[Start of Attachment]

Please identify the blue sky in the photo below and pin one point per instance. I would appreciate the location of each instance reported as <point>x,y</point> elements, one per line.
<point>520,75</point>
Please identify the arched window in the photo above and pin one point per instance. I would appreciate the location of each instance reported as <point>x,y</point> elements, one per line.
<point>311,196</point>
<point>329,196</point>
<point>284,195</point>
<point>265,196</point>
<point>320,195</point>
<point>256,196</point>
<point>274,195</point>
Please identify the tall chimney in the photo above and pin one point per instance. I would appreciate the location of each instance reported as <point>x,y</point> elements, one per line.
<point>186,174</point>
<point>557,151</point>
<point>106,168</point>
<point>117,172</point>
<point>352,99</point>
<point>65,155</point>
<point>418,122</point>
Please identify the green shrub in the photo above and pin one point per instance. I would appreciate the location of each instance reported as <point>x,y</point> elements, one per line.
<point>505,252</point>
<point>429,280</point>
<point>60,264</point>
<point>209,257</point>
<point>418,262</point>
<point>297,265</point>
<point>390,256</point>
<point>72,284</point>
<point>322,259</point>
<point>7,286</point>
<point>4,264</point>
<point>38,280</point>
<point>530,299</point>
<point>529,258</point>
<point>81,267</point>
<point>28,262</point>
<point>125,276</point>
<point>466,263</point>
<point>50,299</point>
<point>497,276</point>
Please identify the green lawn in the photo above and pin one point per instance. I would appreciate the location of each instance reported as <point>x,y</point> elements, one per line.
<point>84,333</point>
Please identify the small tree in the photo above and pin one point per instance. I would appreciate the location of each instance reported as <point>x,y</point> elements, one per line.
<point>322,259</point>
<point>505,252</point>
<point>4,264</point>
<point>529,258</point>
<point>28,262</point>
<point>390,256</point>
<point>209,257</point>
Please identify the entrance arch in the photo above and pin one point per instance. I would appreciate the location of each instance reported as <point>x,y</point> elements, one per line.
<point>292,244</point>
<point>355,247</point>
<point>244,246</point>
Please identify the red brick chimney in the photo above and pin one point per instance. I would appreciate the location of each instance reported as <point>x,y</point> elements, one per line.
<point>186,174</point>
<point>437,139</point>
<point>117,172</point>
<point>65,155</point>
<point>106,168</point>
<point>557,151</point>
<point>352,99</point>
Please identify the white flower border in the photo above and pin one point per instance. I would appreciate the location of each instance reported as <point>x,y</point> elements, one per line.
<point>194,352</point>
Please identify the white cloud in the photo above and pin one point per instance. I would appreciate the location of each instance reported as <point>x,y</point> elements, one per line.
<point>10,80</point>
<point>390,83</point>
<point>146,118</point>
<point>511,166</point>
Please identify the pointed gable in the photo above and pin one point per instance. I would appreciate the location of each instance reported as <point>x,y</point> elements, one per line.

[End of Attachment]

Work instruction >>
The line containing "Please identify the white cloud" and every line after it, through the last one above, should be written out word for word.

Solution >>
Please identify the white cloud in the photo above and pin one point per instance. I would appreciate the location of each instance reported as <point>x,y</point> elements, one per line.
<point>10,80</point>
<point>390,83</point>
<point>146,118</point>
<point>511,166</point>
Please identify the pointed gable in the photo above and pin one point per instance. I would appreciate the location of each instance reported as <point>x,y</point> elements, one per line.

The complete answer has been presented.